Which lines in the records contain the string "sign", matching case exactly? Copy each of those lines.

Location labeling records
§ §
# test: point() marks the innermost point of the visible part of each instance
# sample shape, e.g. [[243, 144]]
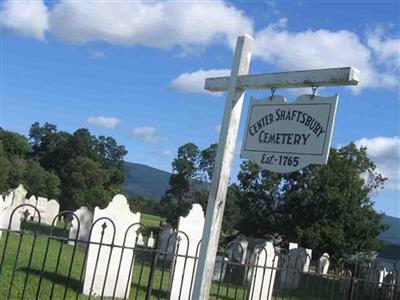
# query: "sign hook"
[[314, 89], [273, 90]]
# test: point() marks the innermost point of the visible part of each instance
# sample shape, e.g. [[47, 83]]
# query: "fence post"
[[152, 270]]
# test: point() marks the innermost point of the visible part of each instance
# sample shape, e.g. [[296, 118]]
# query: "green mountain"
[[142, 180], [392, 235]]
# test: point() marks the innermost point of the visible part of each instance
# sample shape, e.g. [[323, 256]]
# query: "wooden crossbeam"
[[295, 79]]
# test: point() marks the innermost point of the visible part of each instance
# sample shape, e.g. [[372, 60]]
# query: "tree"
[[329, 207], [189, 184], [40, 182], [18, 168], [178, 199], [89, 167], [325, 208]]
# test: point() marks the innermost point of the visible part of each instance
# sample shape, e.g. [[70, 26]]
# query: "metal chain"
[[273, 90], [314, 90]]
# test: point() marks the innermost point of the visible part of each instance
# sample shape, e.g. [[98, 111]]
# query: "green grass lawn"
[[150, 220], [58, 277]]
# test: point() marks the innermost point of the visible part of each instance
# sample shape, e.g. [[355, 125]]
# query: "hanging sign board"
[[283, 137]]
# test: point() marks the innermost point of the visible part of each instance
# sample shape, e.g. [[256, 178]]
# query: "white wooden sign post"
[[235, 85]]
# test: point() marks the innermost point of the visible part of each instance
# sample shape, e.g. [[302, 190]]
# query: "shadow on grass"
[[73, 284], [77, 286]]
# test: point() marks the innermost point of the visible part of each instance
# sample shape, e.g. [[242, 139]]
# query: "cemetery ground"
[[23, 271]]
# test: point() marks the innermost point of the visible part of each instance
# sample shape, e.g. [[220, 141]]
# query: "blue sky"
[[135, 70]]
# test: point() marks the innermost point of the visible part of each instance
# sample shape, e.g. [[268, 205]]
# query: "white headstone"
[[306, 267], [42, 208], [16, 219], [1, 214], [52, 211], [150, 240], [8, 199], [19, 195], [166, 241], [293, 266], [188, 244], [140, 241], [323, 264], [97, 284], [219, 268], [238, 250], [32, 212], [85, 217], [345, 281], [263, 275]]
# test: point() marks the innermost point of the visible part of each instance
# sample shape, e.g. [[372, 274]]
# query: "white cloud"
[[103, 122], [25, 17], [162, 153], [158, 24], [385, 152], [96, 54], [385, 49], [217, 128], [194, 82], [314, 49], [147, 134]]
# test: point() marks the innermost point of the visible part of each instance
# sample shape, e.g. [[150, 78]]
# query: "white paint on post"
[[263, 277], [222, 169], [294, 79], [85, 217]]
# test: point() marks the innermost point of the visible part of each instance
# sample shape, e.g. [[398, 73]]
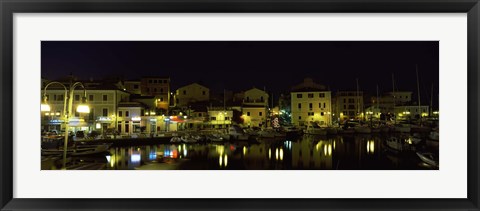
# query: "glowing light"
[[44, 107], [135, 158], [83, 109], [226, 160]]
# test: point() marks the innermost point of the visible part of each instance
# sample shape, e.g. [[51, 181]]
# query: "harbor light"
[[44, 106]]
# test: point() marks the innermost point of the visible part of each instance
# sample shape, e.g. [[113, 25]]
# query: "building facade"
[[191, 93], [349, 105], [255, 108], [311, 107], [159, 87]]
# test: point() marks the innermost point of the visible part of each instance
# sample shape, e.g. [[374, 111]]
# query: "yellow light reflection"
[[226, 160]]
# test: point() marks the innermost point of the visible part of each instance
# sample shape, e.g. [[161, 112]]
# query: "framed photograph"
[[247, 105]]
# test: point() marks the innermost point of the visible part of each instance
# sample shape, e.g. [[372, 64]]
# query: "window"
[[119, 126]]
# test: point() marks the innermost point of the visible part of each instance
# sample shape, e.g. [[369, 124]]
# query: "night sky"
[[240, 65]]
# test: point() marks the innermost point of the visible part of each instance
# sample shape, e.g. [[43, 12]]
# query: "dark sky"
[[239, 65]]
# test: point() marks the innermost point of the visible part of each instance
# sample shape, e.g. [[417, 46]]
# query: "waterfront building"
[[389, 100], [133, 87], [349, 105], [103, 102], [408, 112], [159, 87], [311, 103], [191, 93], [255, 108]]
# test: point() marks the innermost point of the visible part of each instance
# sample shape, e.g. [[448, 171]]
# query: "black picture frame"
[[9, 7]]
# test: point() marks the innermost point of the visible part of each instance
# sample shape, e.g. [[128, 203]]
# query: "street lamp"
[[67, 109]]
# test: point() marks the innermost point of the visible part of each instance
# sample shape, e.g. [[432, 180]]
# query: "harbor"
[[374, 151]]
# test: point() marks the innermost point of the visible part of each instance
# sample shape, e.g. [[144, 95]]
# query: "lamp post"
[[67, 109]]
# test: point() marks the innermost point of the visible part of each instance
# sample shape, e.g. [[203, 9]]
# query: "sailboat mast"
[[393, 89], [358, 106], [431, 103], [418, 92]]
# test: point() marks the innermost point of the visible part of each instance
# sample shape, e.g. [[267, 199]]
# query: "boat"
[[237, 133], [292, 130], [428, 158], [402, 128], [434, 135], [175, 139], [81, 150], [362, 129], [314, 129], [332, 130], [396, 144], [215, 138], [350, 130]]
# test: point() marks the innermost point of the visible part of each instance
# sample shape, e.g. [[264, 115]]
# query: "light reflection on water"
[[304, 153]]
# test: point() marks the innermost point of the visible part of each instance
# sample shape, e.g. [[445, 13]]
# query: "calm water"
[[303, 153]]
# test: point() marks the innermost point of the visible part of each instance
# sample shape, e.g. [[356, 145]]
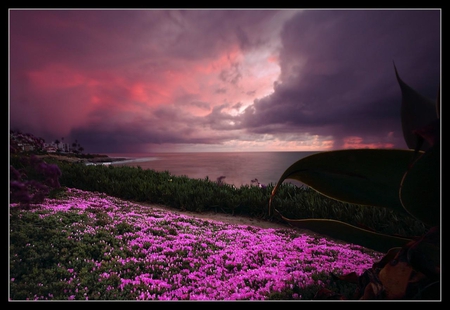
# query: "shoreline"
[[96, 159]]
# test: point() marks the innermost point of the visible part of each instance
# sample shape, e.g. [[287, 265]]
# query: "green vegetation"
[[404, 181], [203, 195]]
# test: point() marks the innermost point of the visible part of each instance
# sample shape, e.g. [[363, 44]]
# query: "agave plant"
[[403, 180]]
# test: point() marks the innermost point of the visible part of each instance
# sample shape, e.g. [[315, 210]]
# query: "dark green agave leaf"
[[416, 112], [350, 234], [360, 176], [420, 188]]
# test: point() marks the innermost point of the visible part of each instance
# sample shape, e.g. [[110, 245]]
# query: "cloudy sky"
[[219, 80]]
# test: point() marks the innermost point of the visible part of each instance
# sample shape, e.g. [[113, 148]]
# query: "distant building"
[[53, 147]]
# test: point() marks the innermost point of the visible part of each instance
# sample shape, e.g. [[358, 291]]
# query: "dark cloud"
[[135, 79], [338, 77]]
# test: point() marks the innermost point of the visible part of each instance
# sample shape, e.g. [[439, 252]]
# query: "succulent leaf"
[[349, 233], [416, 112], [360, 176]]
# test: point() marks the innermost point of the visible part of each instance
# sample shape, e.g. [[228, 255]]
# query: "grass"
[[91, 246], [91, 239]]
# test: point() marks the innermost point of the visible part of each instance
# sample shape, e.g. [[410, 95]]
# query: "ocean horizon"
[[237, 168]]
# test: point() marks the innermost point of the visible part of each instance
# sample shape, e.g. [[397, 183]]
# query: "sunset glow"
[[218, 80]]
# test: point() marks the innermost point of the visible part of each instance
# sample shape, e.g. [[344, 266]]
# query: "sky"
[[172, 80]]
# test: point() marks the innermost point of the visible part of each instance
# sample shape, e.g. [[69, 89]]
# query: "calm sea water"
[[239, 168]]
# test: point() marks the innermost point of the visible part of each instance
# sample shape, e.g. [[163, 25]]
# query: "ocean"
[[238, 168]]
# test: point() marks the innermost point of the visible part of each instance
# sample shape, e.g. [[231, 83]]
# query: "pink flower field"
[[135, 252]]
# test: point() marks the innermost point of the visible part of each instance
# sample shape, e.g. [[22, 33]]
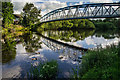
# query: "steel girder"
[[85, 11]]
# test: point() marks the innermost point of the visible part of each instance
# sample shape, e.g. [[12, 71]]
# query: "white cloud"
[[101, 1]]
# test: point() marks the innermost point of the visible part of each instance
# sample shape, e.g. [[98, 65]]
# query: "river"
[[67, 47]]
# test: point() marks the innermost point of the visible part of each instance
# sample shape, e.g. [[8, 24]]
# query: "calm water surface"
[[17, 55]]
§ §
## TASK OUTPUT
# query: "sign hook"
# query: "hanging sign board"
# query: "white wooden sign post"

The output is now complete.